→ Assigned task 1
In the text on abdominal MRI scans, what does the MRI use to create its images instead of X-rays?
→ Assigned task 2
Write the next part of the text on abdominal MRI scans, picking up after its final sentence.
**** Excerpted text
Abdominal MRI Scan

A magnetic resonance imaging (MRI scan) of the abdomen is a diagnostic test that produces detailed images of any area within the abdominal cavity. The MRI uses strong magnets and radio waves to create these images, not X-rays. A single MRI produces dozens, or even hundreds, of images, known as slices, that can be stored on a computer or printed out on film. This test is multifunctional and can be used to detect or locate a number of conditions.

Reasons for an Abdominal MRI Scan

An abdominal MRI scan may be performed to discover or evaluate:

  • Organ functioning
  • Blood flow and blood vessel integrity
  • Growths or tumors
  • Cause of swelling or pain
  • Cause of abnormal blood test results
  • Lymph nodes
  • Anatomical abnormality
  • Evidence of previous trauma

The test can also be performed to aid in the planning of surgery, to check on the effectiveness of a surgical procedure, or to assess proper healing after an operation or injury.

The Benefits of an Abdominal MRI Scan

The abdominal MRI procedure is an effective diagnostic tool that does not expose the patient to radiation. The radio waves used in an MRI scan are able to detect variations in water concentrations in various tissues. An MRI is the only procedure to produce images of both hard and soft tissue within the body.

In addition to avoiding the danger of radiation exposure, the MRI also skirts the dangers of angiography. Because MRI images can distinguish tumors from normal tissue, this test can provide information about the size, severity, and spread of a malignancy, a process known as staging.

Preparation for an Abdominal MRI Scan

In some cases, the patient may be instructed to fast for 4 to 6 hours prior to the MRI scan; in others, the patient may have to go through a preparatory bowel cleansing. Because patients are rolled into a confined tunnel-like machine during the procedure, they should inform their doctors if they suffer from claustrophobia or nervousness so that anti-anxiety medication or light sedation can be administered. There are also facilities that offer open MRIs for those who are too disturbed by the idea of such enclosure to undergo the usual MRI scan.
********
**** Data section
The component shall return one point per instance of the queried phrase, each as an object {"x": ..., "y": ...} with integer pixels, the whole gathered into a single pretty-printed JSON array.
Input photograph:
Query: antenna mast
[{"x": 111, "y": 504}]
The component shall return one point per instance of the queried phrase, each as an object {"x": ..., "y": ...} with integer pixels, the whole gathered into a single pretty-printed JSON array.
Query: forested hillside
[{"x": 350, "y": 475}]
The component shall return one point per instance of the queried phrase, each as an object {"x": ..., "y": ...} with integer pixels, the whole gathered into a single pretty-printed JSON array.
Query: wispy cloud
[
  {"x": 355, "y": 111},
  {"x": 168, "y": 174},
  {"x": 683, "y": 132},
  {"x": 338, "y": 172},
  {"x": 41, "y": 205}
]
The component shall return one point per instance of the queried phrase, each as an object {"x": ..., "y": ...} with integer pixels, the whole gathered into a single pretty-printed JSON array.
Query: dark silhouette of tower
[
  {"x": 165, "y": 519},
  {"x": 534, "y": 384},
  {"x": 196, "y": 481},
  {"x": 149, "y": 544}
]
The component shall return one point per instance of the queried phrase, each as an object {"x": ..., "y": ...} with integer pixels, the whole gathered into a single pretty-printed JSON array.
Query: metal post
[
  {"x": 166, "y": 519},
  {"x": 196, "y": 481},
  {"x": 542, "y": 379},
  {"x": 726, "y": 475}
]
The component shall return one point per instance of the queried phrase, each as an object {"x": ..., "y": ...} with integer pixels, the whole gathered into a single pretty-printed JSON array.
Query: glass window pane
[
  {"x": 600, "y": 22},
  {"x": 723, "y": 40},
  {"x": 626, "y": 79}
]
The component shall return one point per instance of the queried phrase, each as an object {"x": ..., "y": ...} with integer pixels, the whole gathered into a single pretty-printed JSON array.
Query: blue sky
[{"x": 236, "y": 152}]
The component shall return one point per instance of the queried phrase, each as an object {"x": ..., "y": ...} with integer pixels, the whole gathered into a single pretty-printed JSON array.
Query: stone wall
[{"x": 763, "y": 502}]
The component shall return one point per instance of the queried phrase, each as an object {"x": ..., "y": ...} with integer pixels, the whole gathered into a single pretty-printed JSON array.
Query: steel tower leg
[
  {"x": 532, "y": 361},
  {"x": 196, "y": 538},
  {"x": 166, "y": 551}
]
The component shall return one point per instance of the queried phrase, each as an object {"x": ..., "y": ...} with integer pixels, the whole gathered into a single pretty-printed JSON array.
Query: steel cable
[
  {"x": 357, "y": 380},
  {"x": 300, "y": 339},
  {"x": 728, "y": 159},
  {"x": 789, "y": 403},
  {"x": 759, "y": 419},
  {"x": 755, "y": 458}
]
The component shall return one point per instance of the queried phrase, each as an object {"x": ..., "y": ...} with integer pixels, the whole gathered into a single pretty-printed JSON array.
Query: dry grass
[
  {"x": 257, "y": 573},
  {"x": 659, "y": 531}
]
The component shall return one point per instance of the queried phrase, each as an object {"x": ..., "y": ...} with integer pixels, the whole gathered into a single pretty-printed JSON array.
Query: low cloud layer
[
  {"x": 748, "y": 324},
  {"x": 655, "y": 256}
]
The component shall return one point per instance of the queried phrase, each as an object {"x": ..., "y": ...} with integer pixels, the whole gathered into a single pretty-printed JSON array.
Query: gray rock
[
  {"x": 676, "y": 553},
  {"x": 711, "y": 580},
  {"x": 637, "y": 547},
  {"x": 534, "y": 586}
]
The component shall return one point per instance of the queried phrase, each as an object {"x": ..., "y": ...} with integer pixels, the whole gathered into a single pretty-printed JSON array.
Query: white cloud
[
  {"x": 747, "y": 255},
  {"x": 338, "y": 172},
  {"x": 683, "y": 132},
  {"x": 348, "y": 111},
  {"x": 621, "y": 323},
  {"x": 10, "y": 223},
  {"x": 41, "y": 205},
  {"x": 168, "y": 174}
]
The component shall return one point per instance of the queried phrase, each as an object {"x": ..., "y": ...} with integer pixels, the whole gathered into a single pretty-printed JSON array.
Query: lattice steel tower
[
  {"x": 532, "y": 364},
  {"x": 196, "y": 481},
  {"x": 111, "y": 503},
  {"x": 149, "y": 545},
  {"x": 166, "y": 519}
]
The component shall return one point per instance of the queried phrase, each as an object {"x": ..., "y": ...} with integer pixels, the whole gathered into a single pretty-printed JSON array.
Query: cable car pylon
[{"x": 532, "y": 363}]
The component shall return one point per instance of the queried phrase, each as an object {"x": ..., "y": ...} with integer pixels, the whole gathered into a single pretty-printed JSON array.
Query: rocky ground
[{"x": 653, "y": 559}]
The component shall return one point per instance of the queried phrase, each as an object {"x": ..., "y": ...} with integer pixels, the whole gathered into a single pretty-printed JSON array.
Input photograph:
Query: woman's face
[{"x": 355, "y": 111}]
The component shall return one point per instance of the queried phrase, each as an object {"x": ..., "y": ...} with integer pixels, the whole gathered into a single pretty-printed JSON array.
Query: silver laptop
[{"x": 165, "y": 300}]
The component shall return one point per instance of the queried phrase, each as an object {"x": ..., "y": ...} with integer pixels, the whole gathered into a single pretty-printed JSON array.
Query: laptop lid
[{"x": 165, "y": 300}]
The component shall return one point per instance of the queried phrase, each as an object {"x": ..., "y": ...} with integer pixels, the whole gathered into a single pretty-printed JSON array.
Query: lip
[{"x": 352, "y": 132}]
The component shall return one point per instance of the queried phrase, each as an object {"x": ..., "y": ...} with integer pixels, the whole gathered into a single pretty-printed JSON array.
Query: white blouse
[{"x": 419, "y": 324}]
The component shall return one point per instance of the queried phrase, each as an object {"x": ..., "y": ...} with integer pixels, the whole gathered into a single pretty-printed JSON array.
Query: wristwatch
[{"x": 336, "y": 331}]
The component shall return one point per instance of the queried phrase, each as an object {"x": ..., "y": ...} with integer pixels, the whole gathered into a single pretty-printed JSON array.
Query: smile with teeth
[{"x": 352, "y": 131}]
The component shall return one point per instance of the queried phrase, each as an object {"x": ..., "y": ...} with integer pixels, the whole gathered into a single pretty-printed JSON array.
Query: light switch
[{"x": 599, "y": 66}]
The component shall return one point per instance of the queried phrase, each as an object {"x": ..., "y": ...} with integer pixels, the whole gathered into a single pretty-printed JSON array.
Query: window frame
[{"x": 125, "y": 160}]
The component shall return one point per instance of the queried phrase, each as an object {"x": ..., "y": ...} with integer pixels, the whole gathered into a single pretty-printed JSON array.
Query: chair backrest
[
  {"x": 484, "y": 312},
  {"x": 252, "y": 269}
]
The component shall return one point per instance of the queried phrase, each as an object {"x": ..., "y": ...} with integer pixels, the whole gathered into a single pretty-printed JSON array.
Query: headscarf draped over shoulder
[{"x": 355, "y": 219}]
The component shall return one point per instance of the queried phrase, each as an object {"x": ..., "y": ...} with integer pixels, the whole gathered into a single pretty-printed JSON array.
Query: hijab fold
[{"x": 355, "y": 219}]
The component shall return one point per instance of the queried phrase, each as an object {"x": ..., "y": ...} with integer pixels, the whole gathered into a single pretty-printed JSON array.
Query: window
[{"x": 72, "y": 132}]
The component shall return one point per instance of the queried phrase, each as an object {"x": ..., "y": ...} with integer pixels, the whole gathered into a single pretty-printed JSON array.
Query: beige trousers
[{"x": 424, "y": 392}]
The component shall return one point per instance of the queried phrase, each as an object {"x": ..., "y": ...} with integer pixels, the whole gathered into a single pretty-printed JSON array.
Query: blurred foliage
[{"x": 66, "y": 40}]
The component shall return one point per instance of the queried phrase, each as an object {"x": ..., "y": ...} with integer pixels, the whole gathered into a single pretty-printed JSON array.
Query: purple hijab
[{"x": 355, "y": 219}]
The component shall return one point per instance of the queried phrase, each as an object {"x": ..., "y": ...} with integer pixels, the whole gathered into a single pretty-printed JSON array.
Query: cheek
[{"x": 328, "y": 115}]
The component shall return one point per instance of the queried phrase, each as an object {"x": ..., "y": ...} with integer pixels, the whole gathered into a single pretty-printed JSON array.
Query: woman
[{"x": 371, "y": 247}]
********
→ Response 1
Strong magnets and radio waves.

→ Response 2
Since the MRI device makes use of powerful magnets, metal objects are not allowed into the room where the procedure takes place. Such objects may create danger by flying about the room, may be damaged by the magnets, or may distort the images the scan produces. Objects that are forbidden include:

  • Jewelry
  • Hearing aids
  • Removable dental work
  • Metal zippers
  • Pins, pens, pocket knives
  • Eyeglasses with wire frames
  • Credit cards

It is also necessary for patients about to undergo an abdominal MRI scan to inform their doctors if they have any of the following devices which may interfere with the test:

  • Artificial heart valves
  • Brain aneurysm clips
  • Heart pacemaker or defibrillator
  • Cochlear implants
  • Artificial joints
  • Vascular stents

While these devices may not preclude the possibility of an MRI scan in all cases, it is important that the physician be aware and in a position to evaluate possible risks. Patients who suffer from kidney disease or are on dialysis may not be able to receive contrast dye during the MRI scan.

The Abdominal MRI Scan Procedure

This test is not painful, but for patients who are nervous or have trouble lying still, sedative medication is advised, since movement may blur the resulting images. While the test occurs, the machine makes loud banging and thumping noises. Patients are usually provided with ear plugs or headsets to keep this noise from disturbing them too much. The patient is connected by intercom to an attendant during the whole procedure which takes between 30 and 60 minutes. If contrast dye is required for more delineated images, it is administered intravenously just before the scan begins.

During the procedure, the images produced are stored on a computer to be later reviewed by a radiologist. Once the scan is over, patients can resume normal activities unless they have been sedated, in which case they will have to rest for a period of time and may need to be provided with transportation home.